R works with data "in-memory." When the size of data loaded in the session
exceeds available memory, it starts using harddisk for memory, which is about
an order of magnitude slower. Check out the Grid View
of the Environment
tab in Rstudio. You can sort by object size to see if you're lugging around a
bunch of big items and what's taking up space. You can remove items from the
active environment (this doesn't touch anything on disk, but you'll have to
re-load/create it to get it back in R) with rm(object_name)
. More detail on
memory usage can be found in Hadley's book, "Advanced R."
library(healthcareai) d <- d %>% mutate(arr_delay = case_when(arr_delay > 15 ~ "Y", TRUE ~ "N"), flight_id = 1:nrow(d)) %>% select(-dep_time, -arr_time, -dep_delay, hour, minute) d_clean <- d %>% prep_data(outcome = arr_delay, tailnum, collapse_rare_factors = FALSE, add_levels = FALSE) dim(d_clean) os <- object.size(d_clean) print(paste("Prepped data is", round(as.numeric(os)/1000000, 1), "mb."))
Categorical columns must be multiplied into dummy columns for machine learning.
For example, carrier
has 16 unique values and those will be turned into 16
unique columns. These dummy columns are made up of 1s and 0s. There is one dummy
column for each unique value in the original column except one. The missing
value can be inferred from a 0 in the rest of the columns. For example, if your
gender column contained Male
and Female
, you would get 1 dummy column,
Gender_Male
, where males were 1
. Females would then be the 0
's. If you
wanted that dummy column to instead be Gender_Female
, you can use the prep
data argument, ref_data
, like this: ref_levels = c(gender = "Female")
. prep_data
then adds a column to collect missing values in the original column.
Be careful with categorical columns, as they can blow up your data set. If you had
a column of DRG codes (or tailnums
, which was removed above) with 100s of
unique values, your data would become hundreds of columns!
print(paste("Carrier has", unique(d$carrier) %>% length(), "unique values.")) d_clean %>% select(starts_with("carrier"))
One of the best ways to reduce training time and memory requirements is to limit the number of columns in the data. Here are some easy ways to do it.
Since character variables with lots of unique values, or high cardinality variables,
cause very wide datasets, the best way to limit width is understanding which
columns those are and whether or not you need them in your data. How many
unique values are in a character column, like destination
?
d %>% summarize_if(~ is.character(.x) | is.factor(.x) , n_distinct)
What about how those values correlate with the outcome? In this case, we'll do
a visualization of destination
, looking at the proportion of each that belongs
to the delayed group.

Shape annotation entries

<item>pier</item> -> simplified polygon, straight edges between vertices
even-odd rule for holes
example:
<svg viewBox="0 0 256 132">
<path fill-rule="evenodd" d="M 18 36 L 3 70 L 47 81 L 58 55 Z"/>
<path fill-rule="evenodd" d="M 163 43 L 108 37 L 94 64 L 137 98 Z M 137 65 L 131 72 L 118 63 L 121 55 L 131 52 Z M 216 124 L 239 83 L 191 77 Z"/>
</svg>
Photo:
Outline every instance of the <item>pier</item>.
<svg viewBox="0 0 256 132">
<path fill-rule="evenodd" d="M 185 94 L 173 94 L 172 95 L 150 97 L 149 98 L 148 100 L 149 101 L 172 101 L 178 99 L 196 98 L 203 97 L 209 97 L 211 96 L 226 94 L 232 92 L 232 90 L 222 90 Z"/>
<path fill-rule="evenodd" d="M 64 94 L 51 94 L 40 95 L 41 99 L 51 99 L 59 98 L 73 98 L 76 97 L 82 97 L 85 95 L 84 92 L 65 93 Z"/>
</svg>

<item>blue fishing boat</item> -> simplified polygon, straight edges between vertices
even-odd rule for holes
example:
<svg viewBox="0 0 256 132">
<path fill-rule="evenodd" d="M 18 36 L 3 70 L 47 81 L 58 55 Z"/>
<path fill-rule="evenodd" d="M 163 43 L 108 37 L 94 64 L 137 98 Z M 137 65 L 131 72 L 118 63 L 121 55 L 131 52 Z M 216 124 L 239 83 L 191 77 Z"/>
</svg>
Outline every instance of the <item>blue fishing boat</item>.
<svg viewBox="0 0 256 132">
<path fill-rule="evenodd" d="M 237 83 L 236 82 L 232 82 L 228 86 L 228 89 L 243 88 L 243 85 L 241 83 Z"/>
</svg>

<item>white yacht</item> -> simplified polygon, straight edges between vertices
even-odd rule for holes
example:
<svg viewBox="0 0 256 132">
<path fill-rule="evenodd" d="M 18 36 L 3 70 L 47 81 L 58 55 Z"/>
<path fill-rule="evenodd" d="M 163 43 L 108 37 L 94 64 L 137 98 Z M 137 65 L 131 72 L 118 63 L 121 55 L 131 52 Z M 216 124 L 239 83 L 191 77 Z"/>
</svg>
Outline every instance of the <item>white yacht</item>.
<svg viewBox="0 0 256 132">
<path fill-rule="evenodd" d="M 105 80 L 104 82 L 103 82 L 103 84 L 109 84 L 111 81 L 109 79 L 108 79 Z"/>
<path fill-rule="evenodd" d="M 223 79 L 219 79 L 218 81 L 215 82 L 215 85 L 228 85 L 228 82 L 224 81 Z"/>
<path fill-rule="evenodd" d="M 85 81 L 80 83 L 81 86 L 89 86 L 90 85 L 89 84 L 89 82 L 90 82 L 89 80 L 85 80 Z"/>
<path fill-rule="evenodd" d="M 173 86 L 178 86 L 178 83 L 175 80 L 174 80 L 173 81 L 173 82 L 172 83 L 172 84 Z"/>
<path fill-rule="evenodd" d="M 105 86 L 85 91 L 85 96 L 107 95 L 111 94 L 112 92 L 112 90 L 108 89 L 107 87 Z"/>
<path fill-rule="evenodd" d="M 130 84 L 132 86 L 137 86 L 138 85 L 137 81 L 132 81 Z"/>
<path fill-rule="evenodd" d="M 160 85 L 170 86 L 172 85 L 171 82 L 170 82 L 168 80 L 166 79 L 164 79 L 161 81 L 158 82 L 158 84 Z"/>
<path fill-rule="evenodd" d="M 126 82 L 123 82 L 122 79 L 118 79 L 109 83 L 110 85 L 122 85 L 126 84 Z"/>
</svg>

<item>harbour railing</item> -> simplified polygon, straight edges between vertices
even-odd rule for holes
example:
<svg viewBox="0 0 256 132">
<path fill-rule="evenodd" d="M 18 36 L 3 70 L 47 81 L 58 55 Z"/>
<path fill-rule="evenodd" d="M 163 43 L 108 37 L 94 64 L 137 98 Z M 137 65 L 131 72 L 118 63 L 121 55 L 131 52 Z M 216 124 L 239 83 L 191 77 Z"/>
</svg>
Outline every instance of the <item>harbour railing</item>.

Written exercise 1:
Reproduce the passage of the R data-preparation text starting at "Be careful with" and ending at "hundreds of columns!".
Written exercise 2:
Edit the rows starting at the line that contains "<item>harbour railing</item> ->" and ending at the end of the rows, replacing "straight edges" with "straight line segments" and leaving everything else unchanged. Return only those lines.

Correct result 1:
Be careful with categorical columns, as they can blow up your data set. If you had
a column of DRG codes (or tailnums
, which was removed above) with 100s of
unique values, your data would become hundreds of columns!

Correct result 2:
<item>harbour railing</item> -> simplified polygon, straight line segments between vertices
even-odd rule for holes
example:
<svg viewBox="0 0 256 132">
<path fill-rule="evenodd" d="M 18 36 L 3 70 L 47 81 L 58 55 Z"/>
<path fill-rule="evenodd" d="M 163 43 L 108 37 L 94 64 L 137 98 Z M 137 65 L 131 72 L 118 63 L 121 55 L 131 52 Z M 216 124 L 239 83 L 191 77 Z"/>
</svg>
Outline every instance of the <item>harbour railing</item>.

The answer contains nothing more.